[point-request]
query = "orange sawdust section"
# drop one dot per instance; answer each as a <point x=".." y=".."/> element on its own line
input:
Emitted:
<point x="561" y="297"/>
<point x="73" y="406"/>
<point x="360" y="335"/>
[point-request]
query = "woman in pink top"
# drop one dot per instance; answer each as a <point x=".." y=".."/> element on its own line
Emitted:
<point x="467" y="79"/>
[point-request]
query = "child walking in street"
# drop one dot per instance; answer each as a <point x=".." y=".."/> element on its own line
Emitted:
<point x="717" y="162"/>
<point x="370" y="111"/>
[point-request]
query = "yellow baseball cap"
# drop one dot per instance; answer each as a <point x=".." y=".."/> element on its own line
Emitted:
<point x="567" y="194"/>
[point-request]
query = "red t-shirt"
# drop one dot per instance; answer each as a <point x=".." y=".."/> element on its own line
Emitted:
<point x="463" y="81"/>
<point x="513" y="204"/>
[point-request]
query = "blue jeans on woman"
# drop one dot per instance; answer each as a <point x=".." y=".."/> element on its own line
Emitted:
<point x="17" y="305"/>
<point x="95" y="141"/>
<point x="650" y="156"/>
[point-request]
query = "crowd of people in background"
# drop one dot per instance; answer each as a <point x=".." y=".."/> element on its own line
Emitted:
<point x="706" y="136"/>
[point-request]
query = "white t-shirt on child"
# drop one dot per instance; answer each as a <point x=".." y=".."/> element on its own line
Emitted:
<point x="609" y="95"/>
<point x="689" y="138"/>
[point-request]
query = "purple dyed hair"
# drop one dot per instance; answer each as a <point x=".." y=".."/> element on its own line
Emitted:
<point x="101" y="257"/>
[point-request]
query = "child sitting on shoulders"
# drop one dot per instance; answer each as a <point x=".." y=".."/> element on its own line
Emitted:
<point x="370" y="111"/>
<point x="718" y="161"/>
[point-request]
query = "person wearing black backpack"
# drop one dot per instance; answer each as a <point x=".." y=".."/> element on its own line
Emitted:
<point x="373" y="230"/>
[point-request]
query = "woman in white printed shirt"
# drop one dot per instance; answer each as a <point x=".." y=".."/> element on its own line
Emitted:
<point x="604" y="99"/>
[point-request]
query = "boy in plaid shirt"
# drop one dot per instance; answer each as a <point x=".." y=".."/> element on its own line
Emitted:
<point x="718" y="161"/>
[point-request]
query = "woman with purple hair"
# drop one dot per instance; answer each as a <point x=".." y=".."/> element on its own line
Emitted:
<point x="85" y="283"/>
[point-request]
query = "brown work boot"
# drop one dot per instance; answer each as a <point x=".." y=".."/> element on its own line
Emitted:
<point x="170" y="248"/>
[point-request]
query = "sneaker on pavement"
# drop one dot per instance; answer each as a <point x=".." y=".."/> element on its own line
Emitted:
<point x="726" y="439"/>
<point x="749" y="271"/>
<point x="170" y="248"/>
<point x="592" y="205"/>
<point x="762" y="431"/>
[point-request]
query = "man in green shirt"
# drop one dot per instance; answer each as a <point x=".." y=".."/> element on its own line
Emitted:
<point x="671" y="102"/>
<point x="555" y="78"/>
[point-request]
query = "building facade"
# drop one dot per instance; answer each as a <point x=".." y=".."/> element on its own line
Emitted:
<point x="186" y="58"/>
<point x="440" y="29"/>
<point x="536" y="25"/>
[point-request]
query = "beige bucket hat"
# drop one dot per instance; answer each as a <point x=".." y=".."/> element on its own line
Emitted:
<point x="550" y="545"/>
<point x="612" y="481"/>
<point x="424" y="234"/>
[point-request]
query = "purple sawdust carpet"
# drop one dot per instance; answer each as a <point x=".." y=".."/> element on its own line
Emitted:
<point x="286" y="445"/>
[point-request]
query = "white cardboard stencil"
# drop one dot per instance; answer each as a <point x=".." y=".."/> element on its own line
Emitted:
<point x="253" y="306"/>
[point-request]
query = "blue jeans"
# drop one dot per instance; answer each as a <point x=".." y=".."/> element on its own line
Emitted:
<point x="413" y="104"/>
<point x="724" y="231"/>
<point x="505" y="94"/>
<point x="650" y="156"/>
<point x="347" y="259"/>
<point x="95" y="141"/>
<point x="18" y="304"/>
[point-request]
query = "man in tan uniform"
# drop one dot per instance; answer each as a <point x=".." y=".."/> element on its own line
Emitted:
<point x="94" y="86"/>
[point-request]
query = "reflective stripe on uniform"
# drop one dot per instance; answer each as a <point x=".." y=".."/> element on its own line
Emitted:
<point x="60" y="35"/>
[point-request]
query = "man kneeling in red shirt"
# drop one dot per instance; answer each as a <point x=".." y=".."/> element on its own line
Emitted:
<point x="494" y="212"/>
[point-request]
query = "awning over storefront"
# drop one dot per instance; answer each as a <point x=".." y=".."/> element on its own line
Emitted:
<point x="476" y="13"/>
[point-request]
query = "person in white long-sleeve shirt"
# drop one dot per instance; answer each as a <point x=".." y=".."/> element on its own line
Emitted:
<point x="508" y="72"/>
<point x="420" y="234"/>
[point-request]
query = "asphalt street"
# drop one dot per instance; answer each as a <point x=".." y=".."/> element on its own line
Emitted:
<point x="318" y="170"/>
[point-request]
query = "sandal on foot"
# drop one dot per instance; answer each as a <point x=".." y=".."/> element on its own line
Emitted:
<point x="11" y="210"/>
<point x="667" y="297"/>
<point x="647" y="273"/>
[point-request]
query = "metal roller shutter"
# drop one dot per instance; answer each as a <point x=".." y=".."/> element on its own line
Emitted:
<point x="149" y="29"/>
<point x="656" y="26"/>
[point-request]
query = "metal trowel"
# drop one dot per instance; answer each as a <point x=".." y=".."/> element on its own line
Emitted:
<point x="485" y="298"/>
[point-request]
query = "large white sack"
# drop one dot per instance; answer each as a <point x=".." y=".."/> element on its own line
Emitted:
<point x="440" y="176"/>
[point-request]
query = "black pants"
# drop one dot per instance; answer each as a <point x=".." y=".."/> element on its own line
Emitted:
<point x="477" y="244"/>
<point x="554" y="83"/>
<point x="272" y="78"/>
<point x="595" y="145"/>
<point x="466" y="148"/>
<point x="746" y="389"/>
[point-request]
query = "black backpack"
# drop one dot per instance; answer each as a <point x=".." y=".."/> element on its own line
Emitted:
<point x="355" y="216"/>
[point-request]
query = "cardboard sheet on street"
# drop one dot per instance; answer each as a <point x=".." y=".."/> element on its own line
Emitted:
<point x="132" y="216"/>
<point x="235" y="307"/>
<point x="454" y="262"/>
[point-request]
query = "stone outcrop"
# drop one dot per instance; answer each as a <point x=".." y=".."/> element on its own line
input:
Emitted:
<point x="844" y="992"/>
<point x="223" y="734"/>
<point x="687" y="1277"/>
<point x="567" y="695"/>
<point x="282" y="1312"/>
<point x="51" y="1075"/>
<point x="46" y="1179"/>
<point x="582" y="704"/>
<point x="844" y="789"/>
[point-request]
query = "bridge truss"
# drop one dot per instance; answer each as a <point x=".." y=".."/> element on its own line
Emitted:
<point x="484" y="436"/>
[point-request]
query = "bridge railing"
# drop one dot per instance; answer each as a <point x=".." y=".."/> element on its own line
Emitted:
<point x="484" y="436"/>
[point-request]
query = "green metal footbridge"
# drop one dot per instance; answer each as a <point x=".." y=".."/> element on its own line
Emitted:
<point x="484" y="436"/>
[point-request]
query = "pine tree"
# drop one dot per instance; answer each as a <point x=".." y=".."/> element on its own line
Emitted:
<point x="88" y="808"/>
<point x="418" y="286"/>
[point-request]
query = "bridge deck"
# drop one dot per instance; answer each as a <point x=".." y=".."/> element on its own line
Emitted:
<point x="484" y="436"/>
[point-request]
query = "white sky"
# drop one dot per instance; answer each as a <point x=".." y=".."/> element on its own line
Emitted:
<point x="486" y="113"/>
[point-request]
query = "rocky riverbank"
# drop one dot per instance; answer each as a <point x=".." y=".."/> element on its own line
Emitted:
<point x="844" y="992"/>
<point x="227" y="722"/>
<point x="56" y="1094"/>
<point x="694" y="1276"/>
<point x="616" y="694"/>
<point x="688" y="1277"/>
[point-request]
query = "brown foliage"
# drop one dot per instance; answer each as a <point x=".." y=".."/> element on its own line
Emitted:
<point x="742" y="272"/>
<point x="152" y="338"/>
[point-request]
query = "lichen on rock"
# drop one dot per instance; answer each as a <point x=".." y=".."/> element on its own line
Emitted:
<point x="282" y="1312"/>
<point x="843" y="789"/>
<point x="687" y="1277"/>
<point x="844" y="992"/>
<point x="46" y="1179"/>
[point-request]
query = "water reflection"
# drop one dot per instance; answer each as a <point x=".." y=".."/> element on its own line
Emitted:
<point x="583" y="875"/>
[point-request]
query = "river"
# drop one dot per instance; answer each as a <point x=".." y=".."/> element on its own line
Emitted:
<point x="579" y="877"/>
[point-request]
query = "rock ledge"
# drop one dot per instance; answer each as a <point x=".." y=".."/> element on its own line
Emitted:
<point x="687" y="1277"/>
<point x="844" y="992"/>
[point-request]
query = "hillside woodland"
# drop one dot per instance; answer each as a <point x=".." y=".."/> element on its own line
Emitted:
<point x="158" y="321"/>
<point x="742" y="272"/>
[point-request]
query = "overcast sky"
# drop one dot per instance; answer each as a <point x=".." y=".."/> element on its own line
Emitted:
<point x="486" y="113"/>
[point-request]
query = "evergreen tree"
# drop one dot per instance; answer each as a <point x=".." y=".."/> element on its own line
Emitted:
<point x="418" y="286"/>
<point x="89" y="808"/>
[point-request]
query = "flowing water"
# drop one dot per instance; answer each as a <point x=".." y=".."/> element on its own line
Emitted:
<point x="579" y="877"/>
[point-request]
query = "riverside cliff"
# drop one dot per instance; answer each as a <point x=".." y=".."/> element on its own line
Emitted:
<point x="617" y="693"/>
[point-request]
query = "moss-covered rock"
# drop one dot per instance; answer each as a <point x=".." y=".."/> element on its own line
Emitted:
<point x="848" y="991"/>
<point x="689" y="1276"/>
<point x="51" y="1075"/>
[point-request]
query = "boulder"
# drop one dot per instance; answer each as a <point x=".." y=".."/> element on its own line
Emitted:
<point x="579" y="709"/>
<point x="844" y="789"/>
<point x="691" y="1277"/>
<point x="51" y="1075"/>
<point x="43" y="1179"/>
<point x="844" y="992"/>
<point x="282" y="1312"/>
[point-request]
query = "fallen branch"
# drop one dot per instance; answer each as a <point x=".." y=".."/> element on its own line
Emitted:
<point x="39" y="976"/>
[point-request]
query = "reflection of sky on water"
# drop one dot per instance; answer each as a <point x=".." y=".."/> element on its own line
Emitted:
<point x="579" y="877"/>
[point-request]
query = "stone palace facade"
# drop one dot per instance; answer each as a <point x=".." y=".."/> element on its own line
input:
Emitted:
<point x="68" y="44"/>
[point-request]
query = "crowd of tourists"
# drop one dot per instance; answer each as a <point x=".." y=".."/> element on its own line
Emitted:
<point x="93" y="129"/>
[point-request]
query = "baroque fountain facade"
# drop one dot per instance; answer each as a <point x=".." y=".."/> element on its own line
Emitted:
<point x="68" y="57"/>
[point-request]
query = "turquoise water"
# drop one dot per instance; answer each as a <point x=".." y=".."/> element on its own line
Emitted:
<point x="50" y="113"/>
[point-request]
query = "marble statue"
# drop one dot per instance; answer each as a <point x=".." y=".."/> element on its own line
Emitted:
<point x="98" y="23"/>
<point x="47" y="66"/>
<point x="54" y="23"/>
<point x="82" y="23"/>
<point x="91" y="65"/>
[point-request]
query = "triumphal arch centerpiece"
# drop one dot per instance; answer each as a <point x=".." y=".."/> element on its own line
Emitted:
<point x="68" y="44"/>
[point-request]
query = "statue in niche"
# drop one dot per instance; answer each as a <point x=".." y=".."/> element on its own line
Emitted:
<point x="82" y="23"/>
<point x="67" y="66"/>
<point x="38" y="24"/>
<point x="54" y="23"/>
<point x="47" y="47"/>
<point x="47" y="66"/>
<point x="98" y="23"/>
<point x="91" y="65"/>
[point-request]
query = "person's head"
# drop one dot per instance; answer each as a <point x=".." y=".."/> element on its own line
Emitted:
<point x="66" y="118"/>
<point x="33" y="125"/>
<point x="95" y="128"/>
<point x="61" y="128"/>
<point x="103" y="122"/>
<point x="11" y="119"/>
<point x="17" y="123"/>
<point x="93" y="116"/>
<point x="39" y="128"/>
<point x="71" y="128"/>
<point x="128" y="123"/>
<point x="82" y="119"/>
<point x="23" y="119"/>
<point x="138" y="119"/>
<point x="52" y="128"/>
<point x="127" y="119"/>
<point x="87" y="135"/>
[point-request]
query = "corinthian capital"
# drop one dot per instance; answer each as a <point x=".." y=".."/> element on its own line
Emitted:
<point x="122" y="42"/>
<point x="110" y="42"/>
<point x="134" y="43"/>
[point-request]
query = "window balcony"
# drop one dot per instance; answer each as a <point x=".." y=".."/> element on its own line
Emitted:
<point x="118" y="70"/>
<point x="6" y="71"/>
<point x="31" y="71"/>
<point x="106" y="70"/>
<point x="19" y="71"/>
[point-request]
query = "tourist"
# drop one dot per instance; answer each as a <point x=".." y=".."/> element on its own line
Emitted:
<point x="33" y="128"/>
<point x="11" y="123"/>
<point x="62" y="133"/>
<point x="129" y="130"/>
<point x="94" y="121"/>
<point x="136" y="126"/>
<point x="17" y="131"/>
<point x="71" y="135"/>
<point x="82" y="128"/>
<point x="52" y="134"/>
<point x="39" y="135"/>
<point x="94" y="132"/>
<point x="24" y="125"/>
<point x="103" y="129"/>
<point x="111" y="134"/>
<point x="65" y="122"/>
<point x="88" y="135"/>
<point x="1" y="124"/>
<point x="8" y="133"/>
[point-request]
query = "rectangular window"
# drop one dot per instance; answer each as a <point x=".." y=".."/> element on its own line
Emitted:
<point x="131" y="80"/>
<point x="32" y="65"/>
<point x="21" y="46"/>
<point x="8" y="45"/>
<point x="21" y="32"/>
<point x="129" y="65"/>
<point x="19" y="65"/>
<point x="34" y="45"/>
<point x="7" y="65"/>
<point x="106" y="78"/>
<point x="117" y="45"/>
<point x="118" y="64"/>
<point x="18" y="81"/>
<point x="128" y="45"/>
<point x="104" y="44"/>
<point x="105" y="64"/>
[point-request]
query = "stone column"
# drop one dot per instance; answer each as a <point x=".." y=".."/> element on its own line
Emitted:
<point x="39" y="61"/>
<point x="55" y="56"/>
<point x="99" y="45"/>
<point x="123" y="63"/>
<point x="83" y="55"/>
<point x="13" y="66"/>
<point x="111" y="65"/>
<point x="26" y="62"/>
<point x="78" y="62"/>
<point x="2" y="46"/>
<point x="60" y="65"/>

^^^^

From the material above, please return each line containing "person".

_ANSWER BELOW_.
query = "person wearing black backpack"
query = "person in white long-sleeve shirt"
query = "person's head"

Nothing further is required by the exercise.